TEXTO DE LEITURA
Nos meses que precederam a realização do 9º Congresso Mundial da QI-SU uma luta política começou a ser preparada em torno da questão latino-americana. A resolução política mundial, redigida pelo dirigente do Socialist Workers Party, apontava as novas tendências da situação internacional fortemente marcada pela emergência da crise da economia capitalista, a contra-ofensiva da resistência vietnamita no sudoeste asiático e as novas e massivas manifestações nos grandes centros urbanos. Publicada no início de 1968, as teses anteciparam os levantes estudantis e operários que tiveram lugar nos meses subsequentes.
As teses foram aprovadas por ampla maioria pelo comitê executivo internacional, mas Livio Maitan preferiu abster-se na votação. Pouco depois publicou uma longa carta na qual considerava que proposta de resolução política era “um documento insuficiente”. Maitan apresentou críticas a vários pontos da resolução as quais não faziam senão preparar sua conclusão: para romper sua marginalidade o trotskismo deveria ser capaz de colocar-se à frente do movimento de massas e conduzi-lo à vitória nas lutas revolucionárias “de um ou mais países”. Tornava-se, assim, fundamental, identificar onde essas vitórias poderiam ocorrer e “subordinar tudo o mais à necessidade elementar de um sucesso nesses países e, mesmo, se necessário, em um único pais. Tudo o demais virá depois.”11
Fortemente impressionado pelos sucessos obtidos pelos guerrilheiros cubanos, pelo chamado destes a um levante revolucionário continental e pelo mobilizações que tinham lugar na América Latina, Maitan achava que era a hora de apostar todas as fichas que a Quarta Internacional havia acumulado:
“Nós devemos colocar tudo principalmente em um setor da América Latina e vocês sabem muito bem qual é. Devemos explorar o período preparatório do congresso para convencer todo o movimento a operar na prática, todo dia, com esta perspectiva. Permitam-me expressar-me de modo um pouco paradoxal: é necessário entender e explicar que no presente estágio a Internacional será construída ao redor da Bolívia.”12
A carta do trotskista italiano foi apenas seu primeiro passo. Logo a seguir escreveu uma resolução sobre a América Latina na qual destacava os novos critérios e linhas de uma estratégia revolucionária. O tom da resolução era claramente exagerado e supervalorizava os enfrentamentos de classe existentes na América Latina, caracterizando não apenas um novo “período de explosões revolucionárias e conflitos” em todo o continente, como, também, uma “luta armada em diferentes níveis contra a classes dominantes nativas e o imperialismo e de prolongada guerra civil em uma escala continental.”13 Em um de seus momentos momentos mais exagerados, seu autor chega a afirmar a existência de uma “situação de crise pré-revolucionária” pela qual estaria passando “atualmente a América Latina em escala continental”.14
A presença de governos ditatoriais e a forte repressão contra os movimentos sociais em vários países, não eram analisadas em profundidade pelo documento, ou então apareciam como efeitos dos conflitos políticos ou da incapacidade dos governo locais apresentarem soluções estáveis para os problemas econômicos e sociais mais importantes.15 Prevalecia, enfim, uma análise simplificada e otimista, fortemente impressionada por eventos localizados da luta de classes que eram considerados como expressão de uma ascensão generalizada dos movimentos populares.

INSTRUÇÃO A
Responda às perguntas sobre o texto de leitura:
(i) Quando foram publicadas as teses da resolução política mundial?
(ii) Como Livio Maitan se posicionou na votação das teses pelo comitê executivo internacional?
(iii) Segundo Maitan, em torno de qual país a Internacional seria construída no presente estágio?

Registros de dados sobre a localização de objetos:
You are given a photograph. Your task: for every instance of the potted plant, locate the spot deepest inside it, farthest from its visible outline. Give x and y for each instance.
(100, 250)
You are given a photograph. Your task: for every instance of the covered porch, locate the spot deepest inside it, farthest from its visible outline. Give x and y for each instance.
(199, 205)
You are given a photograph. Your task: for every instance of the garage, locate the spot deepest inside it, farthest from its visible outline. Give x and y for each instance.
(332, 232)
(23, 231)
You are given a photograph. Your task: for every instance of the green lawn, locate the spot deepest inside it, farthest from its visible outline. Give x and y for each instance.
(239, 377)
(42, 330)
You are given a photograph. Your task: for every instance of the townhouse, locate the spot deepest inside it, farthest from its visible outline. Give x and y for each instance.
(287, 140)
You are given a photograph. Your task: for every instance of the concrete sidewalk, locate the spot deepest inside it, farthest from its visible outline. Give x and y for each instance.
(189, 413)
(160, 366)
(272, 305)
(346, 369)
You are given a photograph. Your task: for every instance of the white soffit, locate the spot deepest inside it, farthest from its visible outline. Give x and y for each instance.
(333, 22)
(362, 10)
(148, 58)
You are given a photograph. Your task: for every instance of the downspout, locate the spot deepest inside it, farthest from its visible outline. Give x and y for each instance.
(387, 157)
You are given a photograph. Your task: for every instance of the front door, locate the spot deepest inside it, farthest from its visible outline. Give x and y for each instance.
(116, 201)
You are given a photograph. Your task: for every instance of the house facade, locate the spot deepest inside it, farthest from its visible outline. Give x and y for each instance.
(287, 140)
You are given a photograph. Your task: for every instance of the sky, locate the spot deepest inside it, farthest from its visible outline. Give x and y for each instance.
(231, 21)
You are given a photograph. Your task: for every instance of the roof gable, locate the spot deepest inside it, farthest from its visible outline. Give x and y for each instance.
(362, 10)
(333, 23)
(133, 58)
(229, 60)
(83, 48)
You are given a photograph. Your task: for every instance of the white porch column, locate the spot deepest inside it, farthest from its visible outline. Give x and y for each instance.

INSTRUÇÃO B
Cite literalmente as linhas acima, começando na que contém "of the roof" e terminando na última linha, ambas incluídas.

RESOLUÇÃO A
(i) No início de 1968.
(ii) Preferiu abster-se.
(iii) Da Bolívia.

RESOLUÇÃO B
You are given a photograph. Your task: for every instance of the roof gable, locate the spot deepest inside it, farthest from its visible outline. Give x and y for each instance.
(362, 10)
(333, 23)
(133, 58)
(229, 60)
(83, 48)
You are given a photograph. Your task: for every instance of the white porch column, locate the spot deepest inside it, farthest from its visible outline. Give x and y for each instance.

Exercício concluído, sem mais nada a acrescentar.